◆ **Request**
Repeat the whole listing exactly.

****

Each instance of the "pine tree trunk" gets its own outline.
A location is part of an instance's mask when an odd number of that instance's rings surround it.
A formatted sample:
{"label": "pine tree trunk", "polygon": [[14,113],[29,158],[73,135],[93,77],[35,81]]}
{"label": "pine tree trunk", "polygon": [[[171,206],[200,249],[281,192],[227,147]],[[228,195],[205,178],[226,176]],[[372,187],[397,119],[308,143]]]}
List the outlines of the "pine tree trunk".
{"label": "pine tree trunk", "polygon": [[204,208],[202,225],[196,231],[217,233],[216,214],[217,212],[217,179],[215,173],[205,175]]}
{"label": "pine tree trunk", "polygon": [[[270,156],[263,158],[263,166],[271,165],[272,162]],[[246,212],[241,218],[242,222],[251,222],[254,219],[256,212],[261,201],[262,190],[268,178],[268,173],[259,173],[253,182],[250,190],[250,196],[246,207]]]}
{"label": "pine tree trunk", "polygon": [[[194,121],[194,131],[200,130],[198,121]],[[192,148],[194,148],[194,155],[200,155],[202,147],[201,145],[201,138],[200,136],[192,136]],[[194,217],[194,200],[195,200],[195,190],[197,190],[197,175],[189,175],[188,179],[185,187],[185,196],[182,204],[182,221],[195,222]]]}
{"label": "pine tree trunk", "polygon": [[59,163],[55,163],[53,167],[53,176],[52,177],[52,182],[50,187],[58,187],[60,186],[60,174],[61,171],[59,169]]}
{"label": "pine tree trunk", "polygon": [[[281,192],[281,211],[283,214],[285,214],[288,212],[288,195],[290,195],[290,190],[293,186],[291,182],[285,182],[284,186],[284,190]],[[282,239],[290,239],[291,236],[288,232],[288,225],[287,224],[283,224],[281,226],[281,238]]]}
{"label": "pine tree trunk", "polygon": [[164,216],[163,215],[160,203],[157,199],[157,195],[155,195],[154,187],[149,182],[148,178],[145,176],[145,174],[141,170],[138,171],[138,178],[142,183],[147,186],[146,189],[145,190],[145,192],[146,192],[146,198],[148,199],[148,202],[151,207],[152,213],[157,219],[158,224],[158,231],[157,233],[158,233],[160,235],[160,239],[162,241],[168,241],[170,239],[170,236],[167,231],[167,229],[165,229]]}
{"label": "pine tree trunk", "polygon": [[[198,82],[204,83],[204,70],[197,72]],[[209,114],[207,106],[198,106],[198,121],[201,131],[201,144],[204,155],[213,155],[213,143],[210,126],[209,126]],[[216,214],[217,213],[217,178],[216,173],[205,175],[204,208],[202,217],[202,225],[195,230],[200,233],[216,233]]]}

****

◆ **Task solution**
Each instance of the "pine tree trunk" gets its own outline.
A location is part of an instance's mask when an odd number of that instance's rings surround it.
A formatted sample:
{"label": "pine tree trunk", "polygon": [[14,113],[29,158],[73,135],[93,77],[35,81]]}
{"label": "pine tree trunk", "polygon": [[[171,206],[200,249],[281,192],[227,147]],[[228,195],[205,178],[226,176]],[[372,187],[397,119],[308,143]]]}
List the outlines of the "pine tree trunk".
{"label": "pine tree trunk", "polygon": [[204,208],[202,225],[196,231],[217,233],[216,214],[217,212],[217,179],[215,173],[205,175]]}
{"label": "pine tree trunk", "polygon": [[[270,156],[263,158],[263,166],[271,165],[272,162]],[[246,212],[241,218],[242,222],[251,222],[254,219],[256,212],[261,201],[262,190],[268,178],[268,173],[259,173],[253,182],[250,190],[250,196],[246,207]]]}
{"label": "pine tree trunk", "polygon": [[[194,121],[194,131],[200,130],[198,121]],[[192,148],[194,148],[194,155],[200,155],[202,147],[201,145],[201,138],[200,136],[192,136]],[[194,217],[194,200],[195,200],[195,190],[197,190],[197,175],[189,175],[188,179],[185,187],[185,196],[182,204],[182,221],[195,222]]]}
{"label": "pine tree trunk", "polygon": [[59,163],[55,163],[53,167],[53,176],[52,177],[52,182],[50,187],[58,187],[60,186],[60,174],[61,171],[59,169]]}
{"label": "pine tree trunk", "polygon": [[[281,192],[281,211],[283,214],[285,214],[288,212],[288,195],[290,195],[290,190],[293,186],[291,182],[285,182],[284,186],[284,190]],[[282,239],[290,239],[291,236],[288,232],[288,225],[287,224],[283,224],[281,226],[281,238]]]}
{"label": "pine tree trunk", "polygon": [[164,216],[163,215],[160,203],[157,199],[157,195],[155,195],[154,187],[149,182],[148,178],[145,176],[145,174],[141,170],[138,171],[138,178],[142,183],[147,186],[146,189],[145,190],[145,192],[146,192],[146,198],[148,199],[148,202],[151,207],[152,213],[157,219],[158,224],[158,231],[157,233],[158,233],[160,235],[160,239],[162,241],[168,241],[170,239],[170,236],[167,231],[167,229],[165,229]]}
{"label": "pine tree trunk", "polygon": [[[198,82],[204,83],[204,70],[197,72]],[[209,114],[207,106],[198,106],[198,121],[201,131],[201,144],[204,155],[213,155],[213,143],[210,126],[209,126]],[[216,214],[217,213],[217,178],[216,173],[205,175],[204,208],[202,217],[202,225],[195,230],[200,233],[216,233]]]}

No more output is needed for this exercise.